* Given exercise
Please rewrite the lines of the records below as a numbered list, leaving out blank lines: begin at the line that has "Check that each instance of the bare" and stop after the last line of the records.

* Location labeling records
* Start *
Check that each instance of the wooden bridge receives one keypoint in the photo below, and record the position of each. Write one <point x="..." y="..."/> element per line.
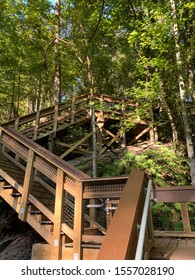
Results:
<point x="80" y="217"/>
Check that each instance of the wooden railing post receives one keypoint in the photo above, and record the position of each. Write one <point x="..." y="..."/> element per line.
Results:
<point x="58" y="216"/>
<point x="26" y="186"/>
<point x="55" y="125"/>
<point x="73" y="110"/>
<point x="16" y="124"/>
<point x="78" y="222"/>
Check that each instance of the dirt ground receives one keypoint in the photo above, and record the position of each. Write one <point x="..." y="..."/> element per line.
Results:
<point x="16" y="237"/>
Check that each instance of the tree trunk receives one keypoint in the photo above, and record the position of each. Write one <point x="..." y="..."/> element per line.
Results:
<point x="162" y="97"/>
<point x="57" y="78"/>
<point x="182" y="91"/>
<point x="93" y="125"/>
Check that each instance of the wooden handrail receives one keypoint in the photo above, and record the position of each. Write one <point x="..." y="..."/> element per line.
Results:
<point x="45" y="154"/>
<point x="121" y="239"/>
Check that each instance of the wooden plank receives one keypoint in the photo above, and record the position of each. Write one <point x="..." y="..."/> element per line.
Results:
<point x="121" y="238"/>
<point x="114" y="139"/>
<point x="175" y="194"/>
<point x="58" y="216"/>
<point x="36" y="127"/>
<point x="73" y="147"/>
<point x="139" y="135"/>
<point x="78" y="223"/>
<point x="27" y="185"/>
<point x="174" y="234"/>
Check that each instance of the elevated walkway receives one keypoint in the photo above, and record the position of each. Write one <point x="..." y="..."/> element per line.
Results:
<point x="79" y="217"/>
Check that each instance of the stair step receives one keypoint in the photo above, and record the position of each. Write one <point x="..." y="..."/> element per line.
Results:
<point x="85" y="245"/>
<point x="46" y="222"/>
<point x="7" y="187"/>
<point x="16" y="194"/>
<point x="35" y="212"/>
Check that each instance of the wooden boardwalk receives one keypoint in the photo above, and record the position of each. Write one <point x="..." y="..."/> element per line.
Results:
<point x="80" y="217"/>
<point x="173" y="249"/>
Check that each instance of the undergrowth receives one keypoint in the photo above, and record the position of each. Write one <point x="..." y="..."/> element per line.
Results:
<point x="162" y="164"/>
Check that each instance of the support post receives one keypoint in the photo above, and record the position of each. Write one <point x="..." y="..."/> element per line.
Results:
<point x="73" y="111"/>
<point x="78" y="223"/>
<point x="58" y="216"/>
<point x="26" y="186"/>
<point x="36" y="129"/>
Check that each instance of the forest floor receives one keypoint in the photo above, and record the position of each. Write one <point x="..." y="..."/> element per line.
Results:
<point x="17" y="237"/>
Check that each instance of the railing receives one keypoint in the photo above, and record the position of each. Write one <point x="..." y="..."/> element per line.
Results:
<point x="172" y="214"/>
<point x="59" y="191"/>
<point x="120" y="242"/>
<point x="142" y="231"/>
<point x="53" y="118"/>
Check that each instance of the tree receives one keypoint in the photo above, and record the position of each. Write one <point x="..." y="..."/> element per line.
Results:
<point x="183" y="94"/>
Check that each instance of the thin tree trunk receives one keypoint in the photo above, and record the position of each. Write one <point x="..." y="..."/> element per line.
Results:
<point x="182" y="91"/>
<point x="91" y="83"/>
<point x="153" y="130"/>
<point x="57" y="78"/>
<point x="162" y="97"/>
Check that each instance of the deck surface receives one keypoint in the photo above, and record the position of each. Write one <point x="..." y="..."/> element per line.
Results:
<point x="173" y="249"/>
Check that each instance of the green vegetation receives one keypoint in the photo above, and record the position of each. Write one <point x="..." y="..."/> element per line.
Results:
<point x="162" y="163"/>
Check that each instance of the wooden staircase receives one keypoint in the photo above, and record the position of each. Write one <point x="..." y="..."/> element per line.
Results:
<point x="68" y="208"/>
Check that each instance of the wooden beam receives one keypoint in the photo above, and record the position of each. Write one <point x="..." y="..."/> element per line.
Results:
<point x="58" y="216"/>
<point x="36" y="127"/>
<point x="78" y="223"/>
<point x="185" y="217"/>
<point x="114" y="139"/>
<point x="139" y="135"/>
<point x="121" y="238"/>
<point x="27" y="185"/>
<point x="76" y="145"/>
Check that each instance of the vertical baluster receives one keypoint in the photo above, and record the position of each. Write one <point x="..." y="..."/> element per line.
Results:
<point x="28" y="178"/>
<point x="78" y="223"/>
<point x="58" y="217"/>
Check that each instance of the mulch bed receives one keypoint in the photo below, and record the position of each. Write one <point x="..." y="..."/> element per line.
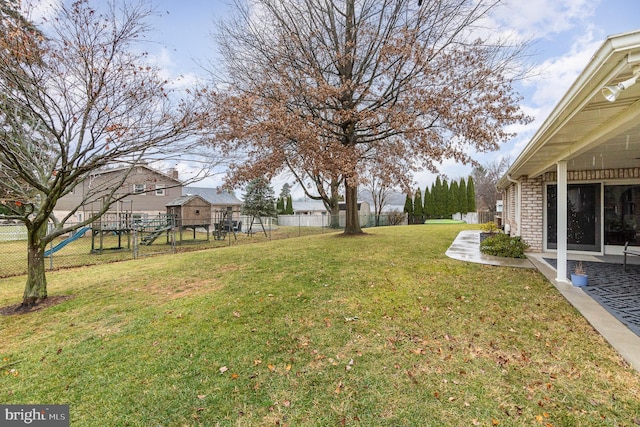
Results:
<point x="49" y="301"/>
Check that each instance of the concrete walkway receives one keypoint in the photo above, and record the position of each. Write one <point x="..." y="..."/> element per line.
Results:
<point x="466" y="247"/>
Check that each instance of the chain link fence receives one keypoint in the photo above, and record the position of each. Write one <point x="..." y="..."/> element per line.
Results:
<point x="101" y="244"/>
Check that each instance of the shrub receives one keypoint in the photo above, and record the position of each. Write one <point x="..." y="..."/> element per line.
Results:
<point x="504" y="245"/>
<point x="490" y="227"/>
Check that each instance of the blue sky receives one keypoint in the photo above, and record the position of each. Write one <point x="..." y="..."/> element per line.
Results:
<point x="565" y="34"/>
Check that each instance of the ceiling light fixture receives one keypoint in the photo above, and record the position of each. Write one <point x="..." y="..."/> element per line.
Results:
<point x="611" y="93"/>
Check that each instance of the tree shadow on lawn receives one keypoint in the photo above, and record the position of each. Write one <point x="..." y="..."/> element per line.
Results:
<point x="49" y="301"/>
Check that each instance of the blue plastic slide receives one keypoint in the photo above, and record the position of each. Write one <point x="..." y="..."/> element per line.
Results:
<point x="65" y="242"/>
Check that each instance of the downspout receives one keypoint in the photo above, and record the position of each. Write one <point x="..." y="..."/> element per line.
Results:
<point x="518" y="202"/>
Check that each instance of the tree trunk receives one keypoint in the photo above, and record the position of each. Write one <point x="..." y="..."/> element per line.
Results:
<point x="352" y="215"/>
<point x="35" y="290"/>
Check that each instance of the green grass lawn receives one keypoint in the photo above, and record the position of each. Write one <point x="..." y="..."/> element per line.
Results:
<point x="325" y="330"/>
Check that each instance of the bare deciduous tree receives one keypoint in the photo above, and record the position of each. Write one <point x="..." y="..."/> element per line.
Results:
<point x="75" y="97"/>
<point x="485" y="178"/>
<point x="322" y="86"/>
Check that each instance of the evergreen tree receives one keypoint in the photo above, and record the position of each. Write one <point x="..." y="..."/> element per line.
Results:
* End *
* Output for this exercise
1. Check that each instance of the bare deciduous tree receives one keypoint in the photo above, and record the position of each. Write one <point x="..." y="..."/> element per line.
2. Results:
3. <point x="75" y="97"/>
4. <point x="485" y="178"/>
5. <point x="322" y="86"/>
6. Check that each instance of the evergreen tree receives one keypoint in the photo above, and record the position of each. Write one <point x="..." y="..."/> element per line.
7. Results:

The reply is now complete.